### Assignment:
Answer these questions from the BGCFlow forum reply:
1. What is the CLI for bgcflow run a wrapper of?
2. What is the default location for the BGCFlow directory?
3. Which option turns off Panoptes monitoring?

### Source document:
Glad to hear it works :)

The CLI for bgcflow run is just a simple wrapper of the snakemake CLI. So you can always directly use snakemake and use whatever parameter is available in snakemake documentation.

If you prefer to use the bgcflow_wrapper CLI, you can check what parameter is available using the help command, such as:

$ bgcflow run --help
Usage: bgcflow run [OPTIONS]

  A snakemake CLI wrapper to run BGCFlow. Automatically run panoptes.

Options:
  -d, --bgcflow_dir TEXT  Location of BGCFlow directory. (DEFAULT: Current
                          working directory.)
  --workflow TEXT         Select which snakefile to run. Available
                          subworkflows: {BGC | Database | Report | Metabase |
                          lsagbc | ppanggolin}. (DEFAULT: workflow/Snakefile)
  --monitor-off           Turn off Panoptes monitoring workflow. (DEFAULT:
                          False)

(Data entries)

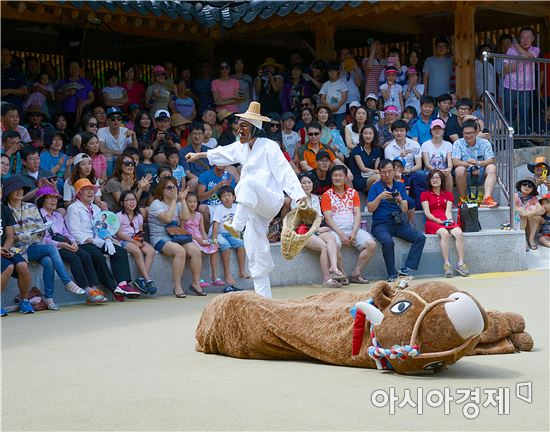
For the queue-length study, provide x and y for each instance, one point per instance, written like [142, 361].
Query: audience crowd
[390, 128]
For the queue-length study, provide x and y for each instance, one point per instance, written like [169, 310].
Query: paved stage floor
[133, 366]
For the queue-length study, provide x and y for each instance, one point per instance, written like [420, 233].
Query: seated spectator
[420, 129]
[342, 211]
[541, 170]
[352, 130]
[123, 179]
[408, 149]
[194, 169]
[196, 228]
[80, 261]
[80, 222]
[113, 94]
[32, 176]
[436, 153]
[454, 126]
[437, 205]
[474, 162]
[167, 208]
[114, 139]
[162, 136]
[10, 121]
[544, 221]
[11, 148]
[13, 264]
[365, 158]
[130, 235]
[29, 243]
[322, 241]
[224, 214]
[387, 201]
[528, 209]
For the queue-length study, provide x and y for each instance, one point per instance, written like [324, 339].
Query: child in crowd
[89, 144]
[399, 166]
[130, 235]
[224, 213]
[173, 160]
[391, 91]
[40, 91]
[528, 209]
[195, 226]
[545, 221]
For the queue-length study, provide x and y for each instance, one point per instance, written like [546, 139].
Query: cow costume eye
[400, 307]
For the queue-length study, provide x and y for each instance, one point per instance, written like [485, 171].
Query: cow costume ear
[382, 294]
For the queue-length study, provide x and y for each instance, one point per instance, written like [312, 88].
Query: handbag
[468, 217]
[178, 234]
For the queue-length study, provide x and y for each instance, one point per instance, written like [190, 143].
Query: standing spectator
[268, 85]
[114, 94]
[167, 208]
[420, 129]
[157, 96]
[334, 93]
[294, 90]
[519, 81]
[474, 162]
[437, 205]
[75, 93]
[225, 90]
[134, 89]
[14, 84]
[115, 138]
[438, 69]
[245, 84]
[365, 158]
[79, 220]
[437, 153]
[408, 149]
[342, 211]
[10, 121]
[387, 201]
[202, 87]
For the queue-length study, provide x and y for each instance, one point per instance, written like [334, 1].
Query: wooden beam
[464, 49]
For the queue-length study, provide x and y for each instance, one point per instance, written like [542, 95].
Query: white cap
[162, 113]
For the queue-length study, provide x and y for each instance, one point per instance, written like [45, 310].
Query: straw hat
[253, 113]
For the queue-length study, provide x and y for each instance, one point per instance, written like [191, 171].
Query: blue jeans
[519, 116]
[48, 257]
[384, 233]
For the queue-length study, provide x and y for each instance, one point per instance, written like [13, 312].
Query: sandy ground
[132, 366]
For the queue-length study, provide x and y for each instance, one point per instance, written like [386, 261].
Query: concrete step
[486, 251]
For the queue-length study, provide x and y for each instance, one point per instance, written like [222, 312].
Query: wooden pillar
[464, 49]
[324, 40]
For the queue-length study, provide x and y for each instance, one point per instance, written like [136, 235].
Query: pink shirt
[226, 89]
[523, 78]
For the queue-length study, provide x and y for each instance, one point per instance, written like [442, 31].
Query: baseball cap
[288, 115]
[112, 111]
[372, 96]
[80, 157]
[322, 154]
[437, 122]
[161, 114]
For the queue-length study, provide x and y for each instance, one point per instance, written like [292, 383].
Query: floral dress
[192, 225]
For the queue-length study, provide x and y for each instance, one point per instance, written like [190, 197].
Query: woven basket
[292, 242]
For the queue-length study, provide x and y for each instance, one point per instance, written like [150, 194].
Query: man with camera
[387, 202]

---

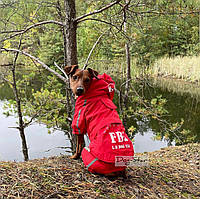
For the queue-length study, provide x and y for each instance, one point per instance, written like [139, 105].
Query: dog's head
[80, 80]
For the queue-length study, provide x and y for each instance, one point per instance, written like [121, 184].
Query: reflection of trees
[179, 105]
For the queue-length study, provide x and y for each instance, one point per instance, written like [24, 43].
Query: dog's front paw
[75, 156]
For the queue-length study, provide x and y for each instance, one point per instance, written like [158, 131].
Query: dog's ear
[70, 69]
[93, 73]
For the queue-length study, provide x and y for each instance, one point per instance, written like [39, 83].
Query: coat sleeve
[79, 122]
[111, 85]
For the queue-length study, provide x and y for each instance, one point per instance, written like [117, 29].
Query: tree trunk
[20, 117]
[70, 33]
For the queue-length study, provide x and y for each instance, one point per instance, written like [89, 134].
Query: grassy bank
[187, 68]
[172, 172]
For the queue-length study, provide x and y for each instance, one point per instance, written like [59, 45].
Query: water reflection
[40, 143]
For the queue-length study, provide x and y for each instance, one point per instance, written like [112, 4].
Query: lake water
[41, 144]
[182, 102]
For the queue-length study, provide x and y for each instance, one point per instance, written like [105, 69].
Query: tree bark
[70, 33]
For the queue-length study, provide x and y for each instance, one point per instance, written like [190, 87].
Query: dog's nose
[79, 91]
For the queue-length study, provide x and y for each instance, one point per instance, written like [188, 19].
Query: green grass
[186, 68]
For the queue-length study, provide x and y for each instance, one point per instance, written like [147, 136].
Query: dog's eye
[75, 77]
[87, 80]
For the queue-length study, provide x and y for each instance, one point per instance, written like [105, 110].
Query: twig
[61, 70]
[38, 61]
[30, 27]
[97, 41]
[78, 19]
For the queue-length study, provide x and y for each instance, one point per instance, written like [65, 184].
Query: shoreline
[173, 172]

...

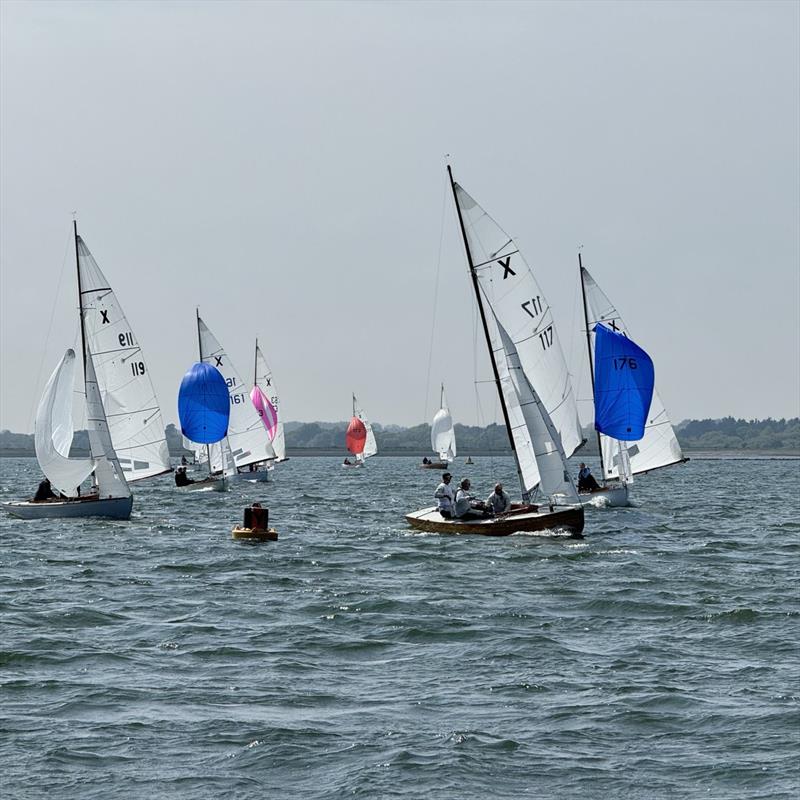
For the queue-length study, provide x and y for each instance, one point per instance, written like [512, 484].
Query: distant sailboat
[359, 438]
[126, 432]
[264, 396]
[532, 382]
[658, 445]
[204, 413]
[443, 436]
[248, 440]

### Response to the task:
1. The snakemake CLI.
2. The current working directory.
3. --monitor-off